__THE EXERCISE__. Render every line of the records below as a Markdown table with two columns, Row for the row number and Text for the line, skipping blank lines. Leave the pictures out of the table.
===== DATASET RECORDS =====
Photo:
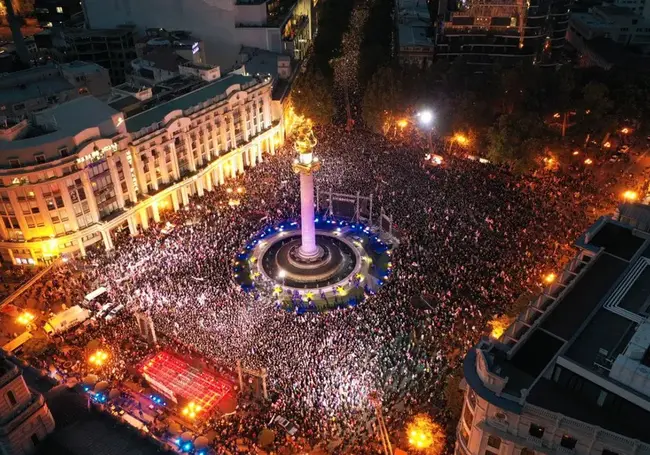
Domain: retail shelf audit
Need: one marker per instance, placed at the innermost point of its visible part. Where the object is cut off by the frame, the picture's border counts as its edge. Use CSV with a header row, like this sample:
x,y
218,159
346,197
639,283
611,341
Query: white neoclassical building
x,y
72,174
572,374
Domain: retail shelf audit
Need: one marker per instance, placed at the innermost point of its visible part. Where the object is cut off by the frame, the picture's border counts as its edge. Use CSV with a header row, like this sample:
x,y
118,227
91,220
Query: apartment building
x,y
571,375
73,175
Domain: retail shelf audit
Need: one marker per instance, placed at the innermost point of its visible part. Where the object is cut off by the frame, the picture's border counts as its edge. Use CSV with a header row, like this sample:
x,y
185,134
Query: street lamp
x,y
458,138
426,120
98,358
25,318
630,195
=====
__SOLUTION TO THE PROBLEM__.
| Row | Text |
|---|---|
| 1 | Photo: |
| 2 | Domain: retail shelf audit |
| 3 | Need: one marker per instance, placed at the innermost point of its visible part. Where the object is cut off by the frame, the picture's border counts as its edge. Use CSV with a header row, like this sample: |
| 4 | x,y |
| 5 | 218,159 |
| 6 | 346,197 |
| 7 | 639,283 |
| 8 | 611,341 |
| 9 | Query: white neoclassical building |
| 10 | x,y |
| 11 | 72,174 |
| 12 | 572,374 |
| 13 | Domain: retail shelf audit |
| 14 | Need: one marker per instance, placed at the innermost point of its visible part. Where the object is cut off by the frame, the picture's border counts as its edge. Use CSV with a header row, like this sample: |
| 15 | x,y |
| 16 | 118,227 |
| 17 | 91,220 |
| 18 | Query: apartment building |
| 19 | x,y |
| 20 | 571,375 |
| 21 | 73,175 |
| 22 | Domain: retail shelf audit |
| 23 | Need: one marker per instance, placed at the innermost point of its visible part. Where the object is cut off by the frame, the picture's border counts as its edge. Use CSV with a header row, like this sample: |
| 24 | x,y |
| 25 | 185,134 |
| 26 | Query: street lamp |
| 27 | x,y |
| 28 | 458,138 |
| 29 | 426,120 |
| 30 | 98,358 |
| 31 | 25,318 |
| 32 | 630,195 |